--- Exercise materials ---
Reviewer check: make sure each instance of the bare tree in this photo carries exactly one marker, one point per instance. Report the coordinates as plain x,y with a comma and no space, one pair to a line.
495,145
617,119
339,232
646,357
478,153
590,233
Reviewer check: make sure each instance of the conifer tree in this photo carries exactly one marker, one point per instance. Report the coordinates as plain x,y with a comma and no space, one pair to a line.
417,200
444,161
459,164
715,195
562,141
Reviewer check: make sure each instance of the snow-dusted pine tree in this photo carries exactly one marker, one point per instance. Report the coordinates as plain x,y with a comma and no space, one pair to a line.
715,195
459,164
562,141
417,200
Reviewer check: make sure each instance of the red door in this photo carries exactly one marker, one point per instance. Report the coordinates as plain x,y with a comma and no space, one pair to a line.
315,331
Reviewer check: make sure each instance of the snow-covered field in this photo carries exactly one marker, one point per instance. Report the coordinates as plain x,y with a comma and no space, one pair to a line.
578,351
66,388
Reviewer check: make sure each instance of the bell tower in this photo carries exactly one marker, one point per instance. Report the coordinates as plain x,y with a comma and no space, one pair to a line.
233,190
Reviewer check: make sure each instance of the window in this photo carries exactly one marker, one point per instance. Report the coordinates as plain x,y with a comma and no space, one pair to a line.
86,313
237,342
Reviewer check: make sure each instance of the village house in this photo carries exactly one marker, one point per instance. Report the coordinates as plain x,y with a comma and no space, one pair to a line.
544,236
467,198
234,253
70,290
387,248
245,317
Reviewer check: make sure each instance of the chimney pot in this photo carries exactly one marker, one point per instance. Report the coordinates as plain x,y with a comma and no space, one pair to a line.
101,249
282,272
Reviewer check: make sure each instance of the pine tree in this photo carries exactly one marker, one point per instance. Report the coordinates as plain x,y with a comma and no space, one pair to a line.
---
» **Task item**
Would you please give all of the entries above once more, exactly as they are?

» **Your solution**
Reviewer check: make sure each instance of the bare tree in this photo carries exactly one marker, one point per instance. Report the coordinates as plain x,y with a comma and no space, one pair to a line.
495,145
617,119
339,232
646,357
478,153
590,233
Reviewer check: make sure each instance of the conifer tree in this photo carries exactly one marker, one point per instance. Report the coordinates as plain x,y with a comma and no space, one pair to a line.
417,200
444,161
459,164
715,195
562,141
Reviewer check: make sure each instance of the snow-dusted pine tree in this photo carries exactly one marker, one point per instance. Report the coordinates as plain x,y with a comma and no space, one pair to a line.
715,195
459,164
562,141
417,200
Reviewer check: make sure each instance of the red door in this photo carries exactly one marker, one point per instance. Report the coordinates as plain x,y with a comma and no space, one pair to a line.
315,331
Reviewer check: make sure each instance of the snow-covered field in this photo carries exactly one marker, one point per instance. Report the coordinates as plain x,y with a comma and no space, one pair to a line.
578,351
66,388
Reviewer check: make sure each instance of the bell tower in this photo carries exactly one marker, one point per instance. Report the coordinates as plain x,y with a comma and no space, one pair to a line.
233,190
Reviewer check: make sure each instance of the window in this photo carries exactly one marker, one point per instance. Report the coordinates as plain x,y with a comma and no space, one pair to a line.
86,313
237,342
Reviewer check: make sure each instance of the village house in this photo carries exactly one marker, one point per instance. Report the coordinates as plain x,y with a comma and no space, one pair to a line.
544,236
467,198
234,253
70,290
387,248
245,317
Reviewer check: make sure each instance of the chimney pot in this photo carries exactly one marker, one point per instance. Report the coordinates as plain x,y with a comma and no space, one pair to a line.
101,249
282,272
Reviewer check: make sure each instance of the pine tree in this photo carries exactly one marker, one point per instance. Report the coordinates as plain x,y with a comma and no space, one pair to a line.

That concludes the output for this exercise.